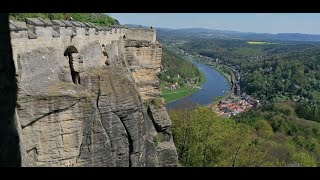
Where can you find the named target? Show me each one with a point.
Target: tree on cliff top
(95, 18)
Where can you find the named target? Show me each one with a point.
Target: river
(215, 85)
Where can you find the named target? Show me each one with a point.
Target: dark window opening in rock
(70, 51)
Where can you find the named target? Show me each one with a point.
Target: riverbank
(170, 96)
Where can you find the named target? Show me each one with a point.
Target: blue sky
(308, 23)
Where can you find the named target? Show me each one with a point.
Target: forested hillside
(284, 131)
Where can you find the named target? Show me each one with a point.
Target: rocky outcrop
(100, 122)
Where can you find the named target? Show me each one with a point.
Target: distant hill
(210, 33)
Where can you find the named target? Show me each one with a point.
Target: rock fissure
(111, 127)
(48, 114)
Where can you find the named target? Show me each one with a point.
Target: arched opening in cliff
(70, 52)
(104, 51)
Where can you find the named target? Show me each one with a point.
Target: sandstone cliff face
(101, 121)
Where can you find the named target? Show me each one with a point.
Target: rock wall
(100, 122)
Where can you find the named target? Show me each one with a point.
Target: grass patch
(316, 95)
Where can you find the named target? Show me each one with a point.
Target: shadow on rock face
(9, 139)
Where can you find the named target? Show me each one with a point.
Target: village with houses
(234, 105)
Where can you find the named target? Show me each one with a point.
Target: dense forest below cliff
(284, 131)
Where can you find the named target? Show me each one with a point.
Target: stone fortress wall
(102, 121)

★ ★ ★ ★ ★

_Exercise description_.
The expected result is every record above, word for word, with no pictures in it.

_Answer to this problem_.
Where can you find the named target? Show me each one with a point.
Target: tree on cliff top
(95, 18)
Where can you find the named target? Show me each one with a point.
Target: river
(215, 85)
Where can you find the named target? Show me each one with a point.
Target: dark window opening in rock
(70, 51)
Where can you find the named target? Show me each one with a point.
Target: riverbank
(170, 96)
Where can you find the named target? Show me each one with a point.
Target: blue sky
(308, 23)
Where can you find the named target? Show me each one with a point.
Target: forested hillside
(284, 131)
Where can you find the named target? Show me each one with a point.
Target: rocky outcrop
(100, 122)
Where can you find the named target? Show me each one with a point.
Target: distant hill
(210, 33)
Where can you find the named target? Show me each one with a point.
Target: rock fissure
(111, 127)
(48, 114)
Where can you find the named target? Show me each one with a point.
Target: arched opening in cliff
(70, 52)
(104, 51)
Where can you find the named target? Show me each one with a point.
Target: sandstone cliff face
(101, 121)
Where can you find the named target? Show me each one with a point.
Target: rock wall
(100, 122)
Where can you find the named target? Show me each one with a point.
Target: grass patch
(316, 95)
Where can you find the named target? Show me each one with a point.
Target: shadow on rock face
(9, 139)
Where can you find the named target? Show me each one with a point.
Target: village with houses
(234, 105)
Where can you find the named target? Show me each one with a point.
Target: dense forest below cliff
(284, 131)
Where can you find the named target? Show me each one with a point.
Target: stone fortress wall
(102, 121)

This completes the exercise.